What is being asked: Format everything from the first line of the entries down through the line containing "54 126 L 68", both included, as a JSON list of strings with one string per line and blank lines omitted.
───── Material for this task
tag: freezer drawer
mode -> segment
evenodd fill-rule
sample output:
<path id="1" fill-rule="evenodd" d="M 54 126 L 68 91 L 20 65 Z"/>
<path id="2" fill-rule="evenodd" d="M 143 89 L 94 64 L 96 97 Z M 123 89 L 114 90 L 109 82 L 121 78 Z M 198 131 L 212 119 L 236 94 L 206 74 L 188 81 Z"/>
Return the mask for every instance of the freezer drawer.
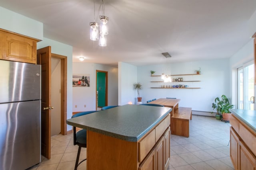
──────────
Result of the task:
[
  "tag: freezer drawer",
  "mode -> segment",
  "evenodd fill-rule",
  "sample output:",
  "<path id=\"1\" fill-rule=\"evenodd\" d=\"M 54 126 L 68 91 L 20 65 Z\"/>"
]